本文抜粋:
--------------------

ユーリはサイコロの置き方についておしゃべりをしている。

面を東西南北に向ける《サイコロの置き方が $24$ 通りあること》と、 《$4$ 個のものを並べる順列が $24$ 通りあること》の関係を調べているところ((第231回参照)。

ユーリ「いやー、うまく行くもんだねー。 お兄ちゃんが言ってた《頂点に $A,B,C,D,A',B',C',D'$ と名前を付ける》 ってゆーの、おもしろいね!」

「そうだね。頂点に $A,B,C,D$ という名前と、 $A',B',C',D'$ という名前を付ける。 $A$ と $A'$ は同じ種類の頂点だと考えた上で、サイコロを机の上に置く。 机には頂点が置かれる $4$ 個の場所がある。サイコロの置き方は $A,B,C,D$ という $4$ 種類の頂点がどの場所に来るかにちょうど対応している。 だから、サイコロの置き方 $24$ 通りは、 $4$ 個を一列に並べる順列の数になっていることがわかる……」

ユーリ「$24$ 通り全部確かめたもんね!(第231回参照)」

サイコロの置き方 $24$ 通りと、机に接している頂点の名前

「でも、まだ、完全には《わかった感じ》がしないなあ」

ユーリ「そう?」

「うん。ユーリが気付いた $24 = 4 \times 3 \times 2 \times 1$ という事実はなかなか冴えていたよ。 そして、すべての場合を確かめたから《もれなく、だぶりなく》対応が付いていることはわかる。 でもね、立方体の頂点に名前を付けてくるくる回したときに、 $A,B,C,D$ の順列がどうして《もれなく、だぶりなく》出てくるのか、うまく説明はできない……まだ」

--------------------

記述問題 A: 本文抜粋で、サイコロの置き方の24通りが4個を一列に並べる順列の数になるとわかるのはなぜか、本文抜粋に書かれている理由を説明してください。
記述問題 B: サイコロの置き方をめぐる本文抜粋の会話を、最後の発言の後から書き継いでください。

ポインティングデータの抜粋:
--------------------

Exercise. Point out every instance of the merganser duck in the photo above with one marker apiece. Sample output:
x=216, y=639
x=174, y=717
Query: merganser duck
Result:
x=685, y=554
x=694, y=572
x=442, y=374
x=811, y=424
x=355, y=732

--------------------

出力 A: 机には頂点が置かれる4個の場所があり、サイコロの置き方は、A,B,C,Dという4種類の頂点がどの場所に来るかにちょうど対応しているからです。AとA'は同じ種類の頂点だと考えた上でサイコロを置いています。

出力 B:
ユーリ「全部確かめたのに?」

「どうしてそうなるか、もう一歩踏み込みたいよね」

階乗

ユーリ「ふーん……ところでさー、場合の数を考えるときって、いつも階乗が出てくるよね」

「いつも? いまユーリ、《いつも》って言った? 《いつも》とは限らないよね。それは《誤った一般化》だよ」

ユーリ「突っかかるにゃあ……だって、 $4$ 個のものを一列に並べる場合の数は、 $$ 4! = 4 \times 3 \times 2 \times 1 $$ 通りあるじゃん。これが階乗でしょ」

「そうだね。順列の個数は階乗になる。それから組み合わせでも階乗が出てくる。 $n$ 個のものから $r$ 個を選ぶ場合の数は、 $$ \frac{n!}{r!(n-r)!} $$ になる。だから階乗を使って表せる。 確かにユーリがいうとおり階乗が出てくることは多いよ。《いつも》とは限らないけど」

ユーリ「それって何で?」

「何で、とは?」

ユーリ「場合の数を考えるとき、階乗がよく出てくるのは何で?」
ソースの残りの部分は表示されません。